The CCI feature of PolarDB-X supports intelligent routing and massively parallel processing (MPP). The compute layer accurately identifies transactional processing (TP) traffic and analytical processing (AP) traffic and routes the traffic to different storage media. By default, the compute layer also ensures that MPP is enabled on AP traces to scan CCIs. This significantly improves query analysis capabilities.
The CCI feature uses the Delta+Main model to implement real-time update within seconds. The feature integrates with Multi-Version Concurrency Control (MVCC) to ensure that consistent snapshot data can be read at any time.
PolarDB-X provides a cost-effective and transparent Hybrid Transactional/Analytical Processing (HTAP) solution that is fully compatible with MySQL and delivers high real-time performance.
Usage notes
The CCI feature is supported only by Enterprise Edition instances.
The version of your PolarDB-X instance is 5.4.19-16989811 or later.
The CCI feature is available for a limited number of users. To use the feature, contact technical support.
Architecture
Hybrid row-column storage
Key components
Compute nodes (CNs) are the entrance of the system. These nodes use the stateless design, and include models such as the SQL parser, optimizer, and executor. CNs are responsible for distributed data routing, computation, dynamic scheduling, distributed transaction coordination based on the Two-Phase Commit (2PC) protocol, and global secondary index maintenance. CNs provide enterprise-level features such as SQL throttling and the three-role mode.

**WHAT YOU WILL DO:**
1) From the PolarDB-X passage, echo the stretch from "PolarDB-X provides a" through "high real-time performance." without changing a word.
2) Answer these from the PolarDB-X passage:
(a) What model does the CCI feature use to implement real-time update within seconds?
(b) Which instances support the CCI feature?
(c) What protocol is distributed transaction coordination by compute nodes based on?
3) Does each statement agree with the PolarDB-X passage? Answer yes or no and quote the words that decide it.
(a) Any user can use the CCI feature without contacting technical support.
(b) Compute nodes use a stateless design.
(c) The HTAP solution that PolarDB-X provides is fully compatible with MySQL.

**SOURCE DATA:**

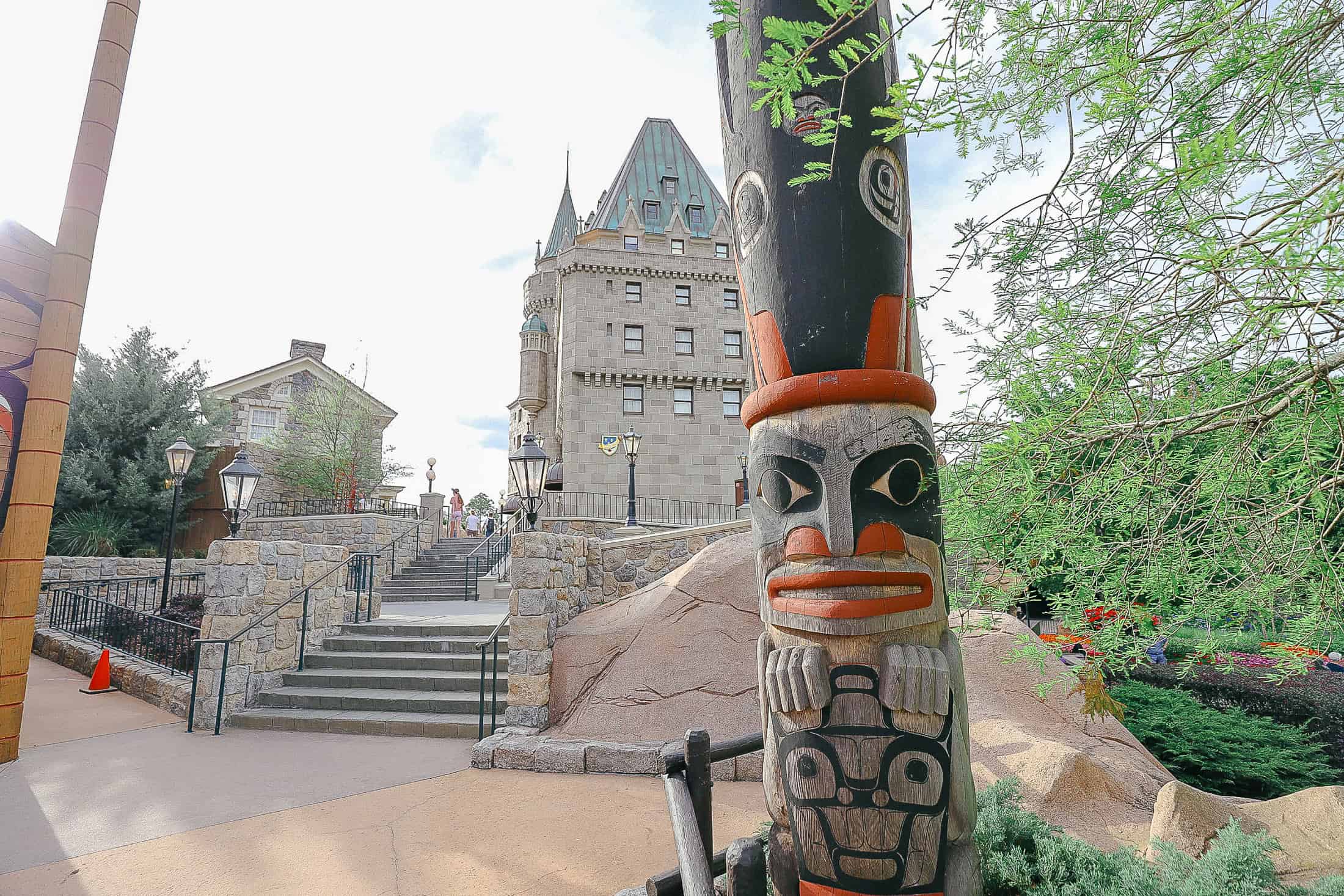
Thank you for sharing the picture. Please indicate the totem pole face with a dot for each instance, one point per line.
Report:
(845, 519)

**SOLUTIONS TO THE PROBLEMS:**
1)
PolarDB-X provides a cost-effective and transparent Hybrid Transactional/Analytical Processing (HTAP) solution that is fully compatible with MySQL and delivers high real-time performance.

2)
(a) The Delta+Main model.
(b) Only Enterprise Edition instances.
(c) The Two-Phase Commit (2PC) protocol.

3)
(a) No: "The CCI feature is available for a limited number of users. To use the feature, contact technical support."
(b) Yes: "These nodes use the stateless design"
(c) Yes: "fully compatible with MySQL"